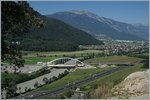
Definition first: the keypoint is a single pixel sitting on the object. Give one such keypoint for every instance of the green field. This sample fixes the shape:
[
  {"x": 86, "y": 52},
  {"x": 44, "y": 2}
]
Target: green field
[
  {"x": 79, "y": 74},
  {"x": 60, "y": 53},
  {"x": 34, "y": 60},
  {"x": 31, "y": 57},
  {"x": 114, "y": 78},
  {"x": 113, "y": 59}
]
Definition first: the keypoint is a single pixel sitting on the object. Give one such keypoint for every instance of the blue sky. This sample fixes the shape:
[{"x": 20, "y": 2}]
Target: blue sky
[{"x": 124, "y": 11}]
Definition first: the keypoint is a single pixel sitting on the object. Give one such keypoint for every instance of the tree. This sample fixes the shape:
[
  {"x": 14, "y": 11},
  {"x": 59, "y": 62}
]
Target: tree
[
  {"x": 45, "y": 80},
  {"x": 36, "y": 84},
  {"x": 17, "y": 19}
]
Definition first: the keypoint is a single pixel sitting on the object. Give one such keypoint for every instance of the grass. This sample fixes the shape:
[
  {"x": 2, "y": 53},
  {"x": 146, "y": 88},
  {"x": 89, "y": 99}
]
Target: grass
[
  {"x": 34, "y": 60},
  {"x": 60, "y": 53},
  {"x": 114, "y": 78},
  {"x": 31, "y": 57},
  {"x": 79, "y": 74},
  {"x": 113, "y": 59}
]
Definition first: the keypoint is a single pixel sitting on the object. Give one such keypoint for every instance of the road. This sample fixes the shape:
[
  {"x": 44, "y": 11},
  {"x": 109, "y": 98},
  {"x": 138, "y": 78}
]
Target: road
[{"x": 59, "y": 90}]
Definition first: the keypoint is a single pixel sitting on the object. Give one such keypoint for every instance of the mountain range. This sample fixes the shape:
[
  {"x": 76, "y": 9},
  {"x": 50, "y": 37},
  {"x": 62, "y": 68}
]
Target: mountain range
[
  {"x": 56, "y": 36},
  {"x": 101, "y": 26}
]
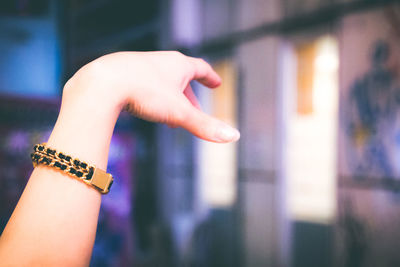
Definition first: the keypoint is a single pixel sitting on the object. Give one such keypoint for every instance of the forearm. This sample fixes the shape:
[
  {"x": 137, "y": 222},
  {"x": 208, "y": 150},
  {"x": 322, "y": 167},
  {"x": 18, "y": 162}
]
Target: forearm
[{"x": 54, "y": 223}]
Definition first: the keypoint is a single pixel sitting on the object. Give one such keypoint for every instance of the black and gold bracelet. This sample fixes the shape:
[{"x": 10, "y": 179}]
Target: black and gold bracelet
[{"x": 89, "y": 174}]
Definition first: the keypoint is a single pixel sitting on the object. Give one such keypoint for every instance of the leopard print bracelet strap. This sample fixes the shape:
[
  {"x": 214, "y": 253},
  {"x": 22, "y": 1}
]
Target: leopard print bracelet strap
[{"x": 95, "y": 177}]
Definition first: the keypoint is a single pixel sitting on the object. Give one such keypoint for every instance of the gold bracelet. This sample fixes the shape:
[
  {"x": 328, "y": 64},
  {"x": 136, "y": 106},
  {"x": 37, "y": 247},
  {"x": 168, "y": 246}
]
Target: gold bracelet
[{"x": 89, "y": 174}]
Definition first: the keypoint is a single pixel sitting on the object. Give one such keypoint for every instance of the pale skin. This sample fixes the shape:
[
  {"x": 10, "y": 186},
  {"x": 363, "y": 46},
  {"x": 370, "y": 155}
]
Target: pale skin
[{"x": 55, "y": 220}]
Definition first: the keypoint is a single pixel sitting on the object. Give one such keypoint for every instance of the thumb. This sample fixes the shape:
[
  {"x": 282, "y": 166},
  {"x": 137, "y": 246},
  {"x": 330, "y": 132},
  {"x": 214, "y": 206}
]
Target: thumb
[{"x": 207, "y": 127}]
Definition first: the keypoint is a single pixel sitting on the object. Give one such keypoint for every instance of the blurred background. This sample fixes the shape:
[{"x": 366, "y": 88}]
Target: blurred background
[{"x": 313, "y": 86}]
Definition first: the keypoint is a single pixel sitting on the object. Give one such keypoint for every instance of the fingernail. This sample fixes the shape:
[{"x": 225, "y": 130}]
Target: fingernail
[{"x": 226, "y": 133}]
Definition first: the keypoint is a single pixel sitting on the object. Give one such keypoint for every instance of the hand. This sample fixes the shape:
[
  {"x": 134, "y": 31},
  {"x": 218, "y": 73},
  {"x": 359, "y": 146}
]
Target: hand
[{"x": 156, "y": 86}]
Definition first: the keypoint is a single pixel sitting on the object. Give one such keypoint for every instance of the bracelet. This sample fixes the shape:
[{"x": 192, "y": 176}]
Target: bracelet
[{"x": 89, "y": 174}]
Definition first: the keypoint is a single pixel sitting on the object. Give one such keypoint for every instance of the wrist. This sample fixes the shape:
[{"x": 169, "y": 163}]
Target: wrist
[{"x": 86, "y": 122}]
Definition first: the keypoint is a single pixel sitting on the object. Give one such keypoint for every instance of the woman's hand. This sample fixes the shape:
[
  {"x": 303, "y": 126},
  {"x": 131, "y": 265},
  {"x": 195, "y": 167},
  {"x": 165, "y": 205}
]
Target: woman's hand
[{"x": 154, "y": 86}]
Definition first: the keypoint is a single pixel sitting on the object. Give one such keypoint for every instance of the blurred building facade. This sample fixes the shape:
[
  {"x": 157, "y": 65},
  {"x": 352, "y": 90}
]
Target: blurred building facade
[{"x": 313, "y": 86}]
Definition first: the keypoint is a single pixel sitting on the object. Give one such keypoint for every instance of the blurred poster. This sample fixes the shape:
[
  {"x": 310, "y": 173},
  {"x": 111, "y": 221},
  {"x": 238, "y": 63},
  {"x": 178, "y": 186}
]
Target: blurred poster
[
  {"x": 369, "y": 139},
  {"x": 370, "y": 95}
]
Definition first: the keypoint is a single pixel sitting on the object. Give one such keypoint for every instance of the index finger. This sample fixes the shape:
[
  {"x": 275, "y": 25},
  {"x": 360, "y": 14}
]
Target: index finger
[{"x": 204, "y": 73}]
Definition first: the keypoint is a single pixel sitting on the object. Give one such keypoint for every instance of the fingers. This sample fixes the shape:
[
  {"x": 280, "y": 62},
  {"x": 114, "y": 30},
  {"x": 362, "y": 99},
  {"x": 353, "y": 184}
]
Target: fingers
[
  {"x": 188, "y": 92},
  {"x": 206, "y": 127},
  {"x": 204, "y": 73}
]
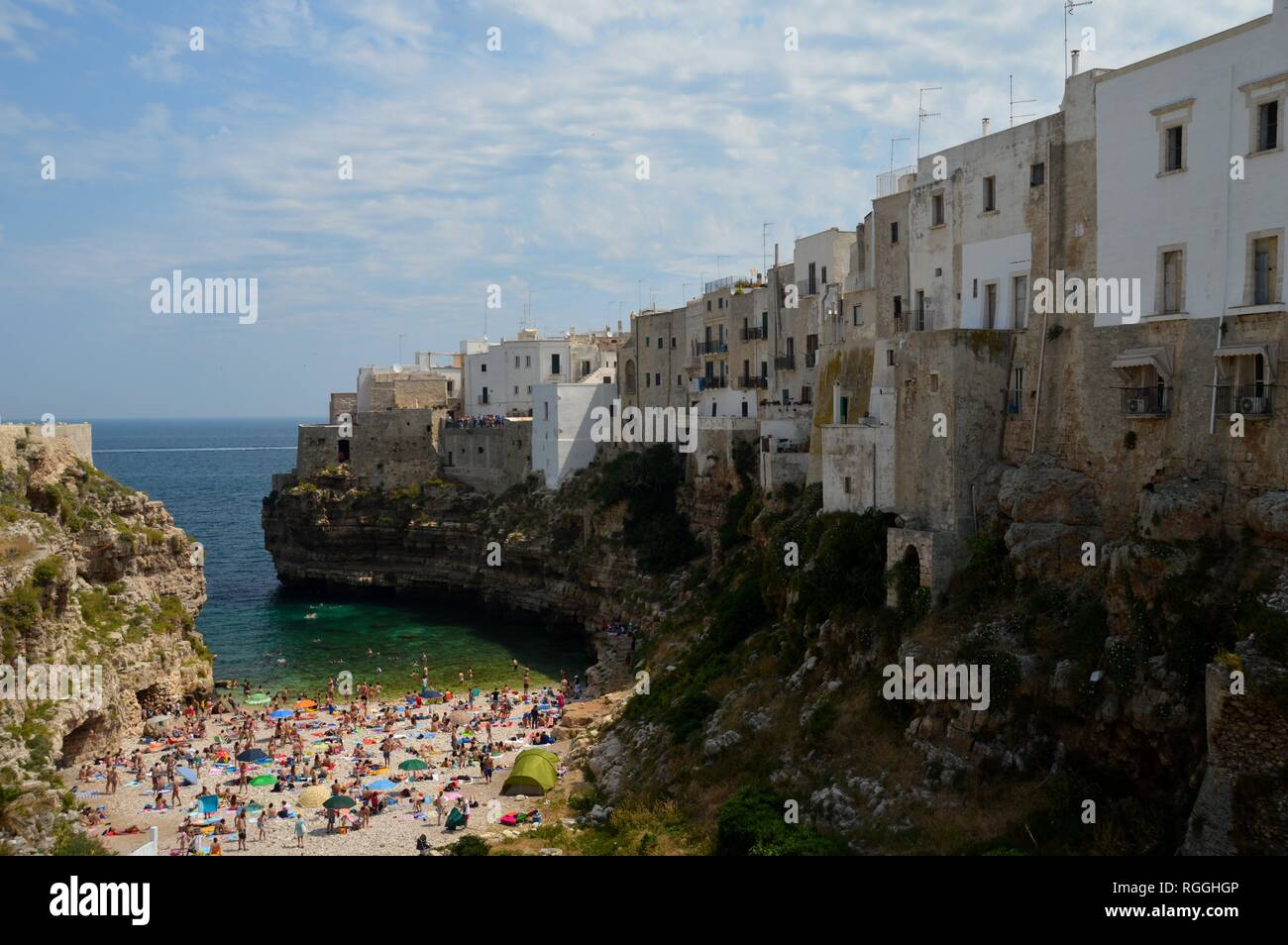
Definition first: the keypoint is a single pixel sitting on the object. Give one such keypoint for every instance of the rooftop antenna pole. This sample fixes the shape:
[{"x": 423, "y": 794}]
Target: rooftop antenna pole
[
  {"x": 1018, "y": 102},
  {"x": 1069, "y": 7},
  {"x": 922, "y": 114}
]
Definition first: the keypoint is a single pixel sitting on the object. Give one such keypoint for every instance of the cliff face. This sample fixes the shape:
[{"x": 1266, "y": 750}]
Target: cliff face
[
  {"x": 98, "y": 582},
  {"x": 768, "y": 677},
  {"x": 553, "y": 558}
]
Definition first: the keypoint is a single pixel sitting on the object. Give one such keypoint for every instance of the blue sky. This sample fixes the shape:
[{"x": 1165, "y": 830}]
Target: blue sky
[{"x": 471, "y": 166}]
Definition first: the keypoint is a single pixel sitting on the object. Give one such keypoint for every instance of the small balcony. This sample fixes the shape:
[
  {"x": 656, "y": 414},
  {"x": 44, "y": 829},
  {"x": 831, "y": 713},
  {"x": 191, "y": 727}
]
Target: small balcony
[
  {"x": 1248, "y": 399},
  {"x": 1146, "y": 402}
]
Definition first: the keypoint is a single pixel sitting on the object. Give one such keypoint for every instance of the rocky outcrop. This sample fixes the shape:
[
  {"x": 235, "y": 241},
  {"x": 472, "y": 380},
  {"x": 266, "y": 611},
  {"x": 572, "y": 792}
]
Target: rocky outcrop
[{"x": 98, "y": 595}]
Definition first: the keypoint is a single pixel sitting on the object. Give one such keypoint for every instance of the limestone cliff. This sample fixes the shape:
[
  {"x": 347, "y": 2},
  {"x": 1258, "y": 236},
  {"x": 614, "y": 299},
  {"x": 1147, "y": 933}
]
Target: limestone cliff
[
  {"x": 93, "y": 577},
  {"x": 764, "y": 673}
]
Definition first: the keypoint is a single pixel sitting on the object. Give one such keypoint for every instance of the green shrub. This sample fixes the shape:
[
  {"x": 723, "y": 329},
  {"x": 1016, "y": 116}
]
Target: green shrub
[
  {"x": 469, "y": 846},
  {"x": 751, "y": 823}
]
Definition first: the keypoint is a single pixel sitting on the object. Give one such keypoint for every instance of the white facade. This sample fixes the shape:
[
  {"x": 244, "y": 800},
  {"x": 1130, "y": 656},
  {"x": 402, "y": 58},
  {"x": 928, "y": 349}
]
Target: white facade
[
  {"x": 501, "y": 378},
  {"x": 561, "y": 428},
  {"x": 1212, "y": 90}
]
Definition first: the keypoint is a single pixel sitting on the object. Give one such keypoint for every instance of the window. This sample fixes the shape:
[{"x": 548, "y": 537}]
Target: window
[
  {"x": 1173, "y": 149},
  {"x": 1173, "y": 280},
  {"x": 1017, "y": 391},
  {"x": 1265, "y": 255},
  {"x": 1020, "y": 301}
]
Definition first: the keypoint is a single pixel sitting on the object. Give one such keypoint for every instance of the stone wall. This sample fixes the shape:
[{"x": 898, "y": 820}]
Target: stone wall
[
  {"x": 394, "y": 448},
  {"x": 490, "y": 459}
]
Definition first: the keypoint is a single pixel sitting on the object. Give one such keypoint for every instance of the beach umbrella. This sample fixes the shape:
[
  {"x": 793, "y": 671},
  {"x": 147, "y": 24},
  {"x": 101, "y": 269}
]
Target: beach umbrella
[{"x": 314, "y": 795}]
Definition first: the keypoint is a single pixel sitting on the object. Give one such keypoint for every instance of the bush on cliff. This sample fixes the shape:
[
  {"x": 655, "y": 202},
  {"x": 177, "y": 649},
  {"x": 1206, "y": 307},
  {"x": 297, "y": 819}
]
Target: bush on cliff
[
  {"x": 655, "y": 528},
  {"x": 751, "y": 823}
]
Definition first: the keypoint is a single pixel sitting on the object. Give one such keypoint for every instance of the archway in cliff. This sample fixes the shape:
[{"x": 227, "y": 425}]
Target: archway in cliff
[{"x": 85, "y": 740}]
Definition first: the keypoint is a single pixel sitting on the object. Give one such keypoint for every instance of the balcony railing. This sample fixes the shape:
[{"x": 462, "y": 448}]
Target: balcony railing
[
  {"x": 1248, "y": 399},
  {"x": 1146, "y": 402}
]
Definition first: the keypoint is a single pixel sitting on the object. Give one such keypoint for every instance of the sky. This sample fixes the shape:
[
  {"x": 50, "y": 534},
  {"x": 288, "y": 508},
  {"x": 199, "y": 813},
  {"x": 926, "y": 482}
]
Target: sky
[{"x": 472, "y": 166}]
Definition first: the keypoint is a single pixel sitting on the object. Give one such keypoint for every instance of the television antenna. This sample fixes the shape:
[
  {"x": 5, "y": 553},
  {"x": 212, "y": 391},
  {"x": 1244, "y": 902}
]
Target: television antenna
[{"x": 922, "y": 114}]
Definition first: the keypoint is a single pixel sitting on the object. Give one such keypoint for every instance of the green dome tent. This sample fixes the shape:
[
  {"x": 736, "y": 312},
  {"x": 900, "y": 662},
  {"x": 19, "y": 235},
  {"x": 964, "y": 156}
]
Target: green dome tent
[{"x": 533, "y": 773}]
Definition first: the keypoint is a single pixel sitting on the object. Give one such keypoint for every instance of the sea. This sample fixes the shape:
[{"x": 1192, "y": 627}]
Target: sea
[{"x": 213, "y": 475}]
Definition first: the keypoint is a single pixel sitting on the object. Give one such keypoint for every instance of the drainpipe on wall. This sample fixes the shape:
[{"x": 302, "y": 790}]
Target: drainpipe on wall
[{"x": 1037, "y": 399}]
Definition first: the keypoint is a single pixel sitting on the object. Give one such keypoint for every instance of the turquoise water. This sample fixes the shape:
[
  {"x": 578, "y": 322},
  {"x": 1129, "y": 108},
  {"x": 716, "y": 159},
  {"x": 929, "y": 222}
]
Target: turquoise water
[{"x": 211, "y": 475}]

· · · · ·

Exercise objective:
Retype exactly, please, each line from the line that contains "of the drainpipe" through the last line of the entries above, with nothing added.

Task response:
Definition first: the keypoint is a single pixel sitting on the object. Give one such keypoint for every instance of the drainpipe on wall. This sample fixes the shape:
[{"x": 302, "y": 790}]
Target: drainpipe on wall
[{"x": 1037, "y": 399}]
Definition first: the keypoint is a single pixel sitting on the object. Give one such keypoint for every instance of the turquoise water. This sample fixes the shape:
[
  {"x": 578, "y": 322},
  {"x": 1129, "y": 108},
  {"x": 716, "y": 159},
  {"x": 929, "y": 222}
]
Target: turquoise water
[{"x": 211, "y": 475}]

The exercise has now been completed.